*ACTIONS TO TAKE*
**a)** In the meteor-watching text below, translate this sentence into Spanish: "The roof of an apartment block in a city is good."
**b)** Answer these questions from the meteor-watching text below:
(i) How many minutes should you wait outside for your eyes to dark-adapt?
(ii) How long does Faherty wait when she watches from a roof?
(iii) According to Faherty, what are shooting stars really?

*TEXT SECTION*
========================================

There’s only one thing you really need. “The one absolute necessity is patience,” said Dr. Jackie Faherty, Senior Scientist and Senior Education Manager jointly in the Department of Astrophysics and the Department of Education at the American Museum of Natural History. “People expect to walk outside or look out their window and just see the sky alight with meteors flying around—that is just not how it works.”
“Even when we get numbers like 60 to 80 an hour, that’s an average, so the longer you wait the better chance you have of catching an absolutely core-shaking fireball that can run across your sky,” she said. “You just can’t predict when they’re going to happen.”
So go outside and wait 15 minutes for your eyes to dark-adapt, get yourself to somewhere that you can see as much of the night sky as possible, and where there are no artificial lights in your direct line of sight. The roof of an apartment block in a city is good.
“As somebody that’s lived in metropolitan area that’s how I’ve watched them for the majority of my adult life—I just go up to a roof and I sit there and watch, and I wait two to three hours,” said Faherty. “Think of it like a Netflix serial—you’re out binge-watching meteors for hours, not quickly running outside to take a look.
Specks of dust
While you’re outside dedicated your evening to seeing Perseids, just remember the science. “We call them shooting stars when we’re being cute around children,” said Faherty. “But they’re really just specks of dust that are burning up in Earth’s atmosphere.”
Wishing you clear skies and wide eyes.

========================================

*RECORD EXCERPTS*

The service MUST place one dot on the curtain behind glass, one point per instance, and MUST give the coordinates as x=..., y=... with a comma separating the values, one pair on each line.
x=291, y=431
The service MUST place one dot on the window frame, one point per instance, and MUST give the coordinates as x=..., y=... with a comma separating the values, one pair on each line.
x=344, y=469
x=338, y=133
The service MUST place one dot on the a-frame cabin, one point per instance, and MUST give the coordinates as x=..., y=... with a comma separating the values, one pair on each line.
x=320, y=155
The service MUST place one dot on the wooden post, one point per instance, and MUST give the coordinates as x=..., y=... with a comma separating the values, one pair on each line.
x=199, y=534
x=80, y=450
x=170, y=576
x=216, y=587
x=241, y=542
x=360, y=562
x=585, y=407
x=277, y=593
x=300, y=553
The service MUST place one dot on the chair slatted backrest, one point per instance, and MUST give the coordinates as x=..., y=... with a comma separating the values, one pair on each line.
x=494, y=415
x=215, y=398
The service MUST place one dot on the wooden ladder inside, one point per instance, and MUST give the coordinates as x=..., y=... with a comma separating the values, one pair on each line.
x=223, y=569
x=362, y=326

========================================

*ANSWER LIST*
**a)** La azotea de un edificio de apartamentos en una ciudad es buena.

**b)**
(i) 15 minutes.
(ii) Two to three hours.
(iii) Specks of dust burning up in Earth's atmosphere.